Instructions to follow: Word for word, restate every line of the listing that follows.

Entries provided:
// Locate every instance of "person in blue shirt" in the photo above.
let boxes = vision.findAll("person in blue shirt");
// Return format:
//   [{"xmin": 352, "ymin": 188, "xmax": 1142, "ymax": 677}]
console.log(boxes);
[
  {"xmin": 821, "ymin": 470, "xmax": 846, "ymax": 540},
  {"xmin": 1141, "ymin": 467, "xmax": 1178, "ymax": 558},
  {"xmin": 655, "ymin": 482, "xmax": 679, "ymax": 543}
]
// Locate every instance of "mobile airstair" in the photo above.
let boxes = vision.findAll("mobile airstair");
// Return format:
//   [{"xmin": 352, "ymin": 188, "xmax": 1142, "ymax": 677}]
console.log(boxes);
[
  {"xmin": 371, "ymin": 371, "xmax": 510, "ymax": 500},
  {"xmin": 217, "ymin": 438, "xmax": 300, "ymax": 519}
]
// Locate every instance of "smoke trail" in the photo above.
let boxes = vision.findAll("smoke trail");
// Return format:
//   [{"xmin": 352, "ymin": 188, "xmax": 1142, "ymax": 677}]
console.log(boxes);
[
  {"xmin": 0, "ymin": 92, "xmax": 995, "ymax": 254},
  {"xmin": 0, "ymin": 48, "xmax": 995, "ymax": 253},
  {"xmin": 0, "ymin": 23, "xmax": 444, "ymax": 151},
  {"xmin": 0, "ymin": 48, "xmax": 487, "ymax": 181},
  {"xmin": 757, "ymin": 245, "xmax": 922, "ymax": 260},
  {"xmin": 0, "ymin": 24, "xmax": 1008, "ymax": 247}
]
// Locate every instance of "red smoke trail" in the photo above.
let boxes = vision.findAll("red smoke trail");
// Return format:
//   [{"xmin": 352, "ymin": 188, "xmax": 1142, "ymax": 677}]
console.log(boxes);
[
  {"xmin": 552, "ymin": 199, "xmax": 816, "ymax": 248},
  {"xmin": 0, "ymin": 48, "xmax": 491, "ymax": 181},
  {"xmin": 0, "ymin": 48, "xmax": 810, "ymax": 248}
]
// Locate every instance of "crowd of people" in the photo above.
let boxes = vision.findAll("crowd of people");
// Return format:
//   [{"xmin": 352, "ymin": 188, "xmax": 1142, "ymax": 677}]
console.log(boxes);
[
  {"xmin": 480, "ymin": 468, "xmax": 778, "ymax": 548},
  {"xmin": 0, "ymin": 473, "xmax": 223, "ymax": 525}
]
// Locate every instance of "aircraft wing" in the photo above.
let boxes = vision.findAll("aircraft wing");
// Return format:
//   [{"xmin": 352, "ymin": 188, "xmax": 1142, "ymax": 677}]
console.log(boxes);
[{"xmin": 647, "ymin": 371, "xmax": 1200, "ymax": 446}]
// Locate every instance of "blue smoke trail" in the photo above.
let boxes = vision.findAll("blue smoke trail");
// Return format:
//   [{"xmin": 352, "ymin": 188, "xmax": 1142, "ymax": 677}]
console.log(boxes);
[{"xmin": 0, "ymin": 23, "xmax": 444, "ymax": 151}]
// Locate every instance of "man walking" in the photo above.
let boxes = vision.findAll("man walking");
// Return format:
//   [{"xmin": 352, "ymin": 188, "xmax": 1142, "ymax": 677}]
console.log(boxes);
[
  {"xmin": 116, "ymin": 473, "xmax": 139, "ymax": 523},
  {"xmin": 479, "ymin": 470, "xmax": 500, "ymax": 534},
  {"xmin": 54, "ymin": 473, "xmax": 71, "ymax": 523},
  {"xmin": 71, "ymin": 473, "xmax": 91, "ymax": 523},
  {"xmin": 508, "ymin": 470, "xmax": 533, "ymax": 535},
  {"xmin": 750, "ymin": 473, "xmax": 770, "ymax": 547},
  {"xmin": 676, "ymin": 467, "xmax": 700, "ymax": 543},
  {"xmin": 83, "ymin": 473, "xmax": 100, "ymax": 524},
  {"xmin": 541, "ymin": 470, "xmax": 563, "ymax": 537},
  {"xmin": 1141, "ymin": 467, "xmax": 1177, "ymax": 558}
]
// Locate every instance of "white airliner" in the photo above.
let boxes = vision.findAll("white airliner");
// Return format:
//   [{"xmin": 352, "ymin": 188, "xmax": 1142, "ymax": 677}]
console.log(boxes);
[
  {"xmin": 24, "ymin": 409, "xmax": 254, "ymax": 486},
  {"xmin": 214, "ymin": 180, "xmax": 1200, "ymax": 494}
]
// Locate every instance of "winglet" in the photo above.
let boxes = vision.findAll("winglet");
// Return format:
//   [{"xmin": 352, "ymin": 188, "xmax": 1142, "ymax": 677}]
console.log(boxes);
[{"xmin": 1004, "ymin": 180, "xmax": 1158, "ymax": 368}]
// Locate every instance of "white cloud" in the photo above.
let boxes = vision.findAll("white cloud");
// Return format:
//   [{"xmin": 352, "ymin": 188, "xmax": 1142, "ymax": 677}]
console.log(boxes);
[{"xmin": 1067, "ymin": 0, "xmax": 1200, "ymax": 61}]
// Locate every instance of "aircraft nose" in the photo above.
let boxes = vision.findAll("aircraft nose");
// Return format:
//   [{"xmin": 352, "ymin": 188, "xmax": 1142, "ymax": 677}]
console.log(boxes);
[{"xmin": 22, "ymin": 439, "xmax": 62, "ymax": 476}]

Full response:
// Locate every instance of "person in blue shirt" in the photo above.
let boxes = vision.findAll("person in blue shirt");
// Return format:
//   [{"xmin": 352, "ymin": 188, "xmax": 1142, "ymax": 677}]
console.log(boxes);
[
  {"xmin": 821, "ymin": 470, "xmax": 846, "ymax": 540},
  {"xmin": 1141, "ymin": 467, "xmax": 1178, "ymax": 558},
  {"xmin": 655, "ymin": 482, "xmax": 679, "ymax": 543}
]
// Locate every instance of "mobile airstair" in the photo above.
let boxes = vision.findAll("mobile airstair");
// Return format:
//   [{"xmin": 352, "ymin": 188, "xmax": 1142, "ymax": 677}]
console.log(boxes);
[
  {"xmin": 371, "ymin": 371, "xmax": 510, "ymax": 500},
  {"xmin": 217, "ymin": 438, "xmax": 300, "ymax": 519}
]
// Locate every instance of "smoke trail" in the photo above.
let boxes = vision.findAll("smoke trail");
// Return format:
//   [{"xmin": 352, "ymin": 188, "xmax": 1142, "ymax": 677}]
console.log(boxes);
[
  {"xmin": 0, "ymin": 92, "xmax": 995, "ymax": 254},
  {"xmin": 0, "ymin": 48, "xmax": 995, "ymax": 253},
  {"xmin": 0, "ymin": 23, "xmax": 444, "ymax": 151},
  {"xmin": 0, "ymin": 48, "xmax": 487, "ymax": 181},
  {"xmin": 757, "ymin": 245, "xmax": 922, "ymax": 260},
  {"xmin": 0, "ymin": 24, "xmax": 1008, "ymax": 247}
]
// Locate every instance of "red smoke trail" in the photo above.
let boxes = vision.findAll("red smoke trail");
// Return format:
//   [{"xmin": 352, "ymin": 188, "xmax": 1142, "ymax": 677}]
console.log(boxes);
[
  {"xmin": 552, "ymin": 199, "xmax": 816, "ymax": 248},
  {"xmin": 0, "ymin": 48, "xmax": 491, "ymax": 181},
  {"xmin": 0, "ymin": 48, "xmax": 810, "ymax": 248}
]
// Locate every instance of "crowd of people" in the photo above.
let boxes = vision.findAll("crowd of people");
// Return format:
//   [{"xmin": 352, "ymin": 188, "xmax": 1142, "ymax": 677}]
console.log(boxes);
[
  {"xmin": 480, "ymin": 468, "xmax": 778, "ymax": 548},
  {"xmin": 0, "ymin": 473, "xmax": 223, "ymax": 525}
]
// Locate every instance of "aircraft wing" in the photo above.
let boxes = vision.findAll("aircraft wing");
// Return format:
//   [{"xmin": 352, "ymin": 188, "xmax": 1142, "ymax": 677}]
console.log(boxes);
[{"xmin": 647, "ymin": 371, "xmax": 1200, "ymax": 446}]
// Locate every instance of "blue smoke trail" in the photo above.
let boxes = vision.findAll("blue smoke trail");
// Return format:
//   [{"xmin": 352, "ymin": 188, "xmax": 1142, "ymax": 677}]
console.log(boxes);
[{"xmin": 0, "ymin": 23, "xmax": 444, "ymax": 151}]
// Locate every instance of "man walking" in the photo above.
let boxes = vision.findAll("man walking");
// Return format:
//   [{"xmin": 352, "ymin": 188, "xmax": 1142, "ymax": 677}]
console.log(boxes);
[
  {"xmin": 116, "ymin": 473, "xmax": 139, "ymax": 523},
  {"xmin": 479, "ymin": 470, "xmax": 500, "ymax": 534},
  {"xmin": 54, "ymin": 473, "xmax": 71, "ymax": 523},
  {"xmin": 71, "ymin": 473, "xmax": 91, "ymax": 523},
  {"xmin": 508, "ymin": 470, "xmax": 533, "ymax": 535},
  {"xmin": 750, "ymin": 473, "xmax": 770, "ymax": 547},
  {"xmin": 676, "ymin": 467, "xmax": 700, "ymax": 543},
  {"xmin": 83, "ymin": 473, "xmax": 100, "ymax": 524},
  {"xmin": 541, "ymin": 470, "xmax": 563, "ymax": 537},
  {"xmin": 1141, "ymin": 467, "xmax": 1177, "ymax": 558}
]
// Locate every instance of "white airliner" in the photo above.
let boxes = vision.findAll("white airliner");
// Return format:
//   [{"xmin": 352, "ymin": 188, "xmax": 1142, "ymax": 677}]
console.log(boxes);
[
  {"xmin": 24, "ymin": 409, "xmax": 254, "ymax": 486},
  {"xmin": 214, "ymin": 180, "xmax": 1200, "ymax": 494}
]
// Locate every instance of "winglet" in the photo above.
let boxes = vision.findAll("winglet");
// Return format:
//   [{"xmin": 352, "ymin": 188, "xmax": 1142, "ymax": 677}]
console.log(boxes);
[{"xmin": 1004, "ymin": 180, "xmax": 1158, "ymax": 368}]
// Locate every instance of "white cloud" in the photo above.
let boxes = vision.findAll("white cloud");
// Return format:
//   [{"xmin": 352, "ymin": 188, "xmax": 1142, "ymax": 677}]
console.log(boxes);
[{"xmin": 1067, "ymin": 0, "xmax": 1200, "ymax": 61}]
// Locate every instance of "aircraft nose" in the photo above.
let boxes = vision.findAll("aircraft nose");
// Return format:
//   [{"xmin": 352, "ymin": 188, "xmax": 1142, "ymax": 677}]
console.log(boxes);
[{"xmin": 22, "ymin": 439, "xmax": 62, "ymax": 476}]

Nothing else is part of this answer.